## 作業の指示
ページ抜粋によると、ホームズものの60の長短編のうち、ホームズの一人称で書かれた作品はどれですか。

## ページ抜粋
>>>
この作品は、シャーロック・ホームズの一人称によって書かれ、ジョン・H・ワトスンは登場しない(あまりに何度もワトソンの物語の書き方を批判したので、ワトソンに“気に入らないなら自分で書いてみろよ”と怒られた。結局書き方はワトソンと同じである)。ホームズものの60の長短編の中で、このような形態になっているものは「白面の兵士」と「ライオンのたてがみ」の2作品のみである。
注意 : 以降に、作品の結末など核心部分が記述されています。
[編集] あらすじ
ボーア戦争終結直後の1903年1月、ジェームズ・M・ドッド氏がホームズの元を訪れる。2年前、ボーア戦争の軍隊で親しい友人となったゴドフリー・エムズワーズが復員後音信不通となったという。ゴドフリーの父に所在を訊ねる手紙を送ったところ、息子は世界一周の旅に出ているという返事があっただけだ。
ドッドはゴドフリーの実家を訪れ、父から彼の所在を聞き出そうとするが、逆に怒りを買ってしまう。その夜、ドッドはゴドフリーの実家に宿を取ることになるのだが、窓の外に真っ白な顔をしたゴドフリーがいるのを見つけ、追いかけるが逃げられてしまう。翌日、ゴドフリーの姿を求めて屋敷の中を探し回ろうとするドッドだったが、ゴドフリーの父に見つかり、屋敷を追い出されてしまったという。
<<<
## 提示された項目
>>>
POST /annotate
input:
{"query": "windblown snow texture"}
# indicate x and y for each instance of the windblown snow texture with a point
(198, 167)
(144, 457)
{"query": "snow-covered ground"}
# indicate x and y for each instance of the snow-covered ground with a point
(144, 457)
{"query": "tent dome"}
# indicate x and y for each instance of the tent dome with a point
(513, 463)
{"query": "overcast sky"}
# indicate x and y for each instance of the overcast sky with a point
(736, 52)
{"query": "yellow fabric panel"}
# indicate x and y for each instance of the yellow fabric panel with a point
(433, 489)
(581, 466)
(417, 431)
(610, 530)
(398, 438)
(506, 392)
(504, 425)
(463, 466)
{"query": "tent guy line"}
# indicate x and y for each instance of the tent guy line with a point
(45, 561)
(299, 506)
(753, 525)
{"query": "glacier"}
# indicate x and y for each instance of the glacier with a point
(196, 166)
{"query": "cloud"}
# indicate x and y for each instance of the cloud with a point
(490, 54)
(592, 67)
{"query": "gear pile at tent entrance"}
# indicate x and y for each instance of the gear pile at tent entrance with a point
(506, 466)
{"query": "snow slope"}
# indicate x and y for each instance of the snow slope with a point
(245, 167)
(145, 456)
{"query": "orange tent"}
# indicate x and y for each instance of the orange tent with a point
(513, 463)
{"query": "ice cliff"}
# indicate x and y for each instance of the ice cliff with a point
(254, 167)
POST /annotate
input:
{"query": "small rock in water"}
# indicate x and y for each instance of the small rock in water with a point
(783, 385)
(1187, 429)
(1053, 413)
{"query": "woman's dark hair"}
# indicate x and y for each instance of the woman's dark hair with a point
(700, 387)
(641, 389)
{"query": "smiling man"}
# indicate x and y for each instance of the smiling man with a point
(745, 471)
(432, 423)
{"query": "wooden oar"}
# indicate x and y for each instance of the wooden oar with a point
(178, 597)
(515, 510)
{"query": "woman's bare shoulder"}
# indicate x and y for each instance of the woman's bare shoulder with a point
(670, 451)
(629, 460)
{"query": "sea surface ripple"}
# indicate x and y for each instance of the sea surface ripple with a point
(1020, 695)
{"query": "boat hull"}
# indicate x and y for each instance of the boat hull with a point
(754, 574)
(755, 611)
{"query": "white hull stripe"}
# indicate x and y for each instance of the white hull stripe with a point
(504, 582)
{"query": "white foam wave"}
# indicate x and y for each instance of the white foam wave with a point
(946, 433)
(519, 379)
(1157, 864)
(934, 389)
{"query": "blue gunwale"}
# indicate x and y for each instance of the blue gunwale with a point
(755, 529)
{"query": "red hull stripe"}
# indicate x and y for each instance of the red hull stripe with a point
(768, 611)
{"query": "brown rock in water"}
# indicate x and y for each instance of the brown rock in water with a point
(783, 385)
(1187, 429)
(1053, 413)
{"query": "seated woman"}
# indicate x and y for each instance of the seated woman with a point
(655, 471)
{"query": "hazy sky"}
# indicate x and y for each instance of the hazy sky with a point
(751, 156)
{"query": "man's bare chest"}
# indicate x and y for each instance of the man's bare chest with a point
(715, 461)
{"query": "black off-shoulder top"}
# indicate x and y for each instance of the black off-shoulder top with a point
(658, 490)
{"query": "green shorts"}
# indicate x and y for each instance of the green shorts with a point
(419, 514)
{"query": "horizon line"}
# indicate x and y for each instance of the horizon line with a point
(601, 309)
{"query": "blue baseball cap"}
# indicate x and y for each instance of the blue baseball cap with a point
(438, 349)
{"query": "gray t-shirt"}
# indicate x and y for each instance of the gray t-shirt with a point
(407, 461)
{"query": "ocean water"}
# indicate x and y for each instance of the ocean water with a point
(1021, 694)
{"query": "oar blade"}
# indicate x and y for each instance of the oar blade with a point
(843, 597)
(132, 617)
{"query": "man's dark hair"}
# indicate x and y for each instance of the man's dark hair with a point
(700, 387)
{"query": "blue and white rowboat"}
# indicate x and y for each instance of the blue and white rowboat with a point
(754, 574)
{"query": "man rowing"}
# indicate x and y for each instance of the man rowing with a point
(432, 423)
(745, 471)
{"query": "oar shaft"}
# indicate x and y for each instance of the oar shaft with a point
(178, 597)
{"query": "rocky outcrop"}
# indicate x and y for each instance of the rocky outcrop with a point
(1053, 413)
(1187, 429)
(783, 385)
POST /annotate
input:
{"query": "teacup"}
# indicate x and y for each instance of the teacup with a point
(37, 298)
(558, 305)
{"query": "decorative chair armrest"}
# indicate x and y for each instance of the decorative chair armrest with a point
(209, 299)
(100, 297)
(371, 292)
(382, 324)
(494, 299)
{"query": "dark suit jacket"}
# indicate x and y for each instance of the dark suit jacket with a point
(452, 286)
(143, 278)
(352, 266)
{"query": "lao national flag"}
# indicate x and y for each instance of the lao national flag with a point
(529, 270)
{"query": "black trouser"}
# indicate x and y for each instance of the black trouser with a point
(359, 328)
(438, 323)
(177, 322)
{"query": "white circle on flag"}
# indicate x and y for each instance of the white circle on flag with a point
<<<
## 記述解答
「白面の兵士」と「ライオンのたてがみ」の2作品です。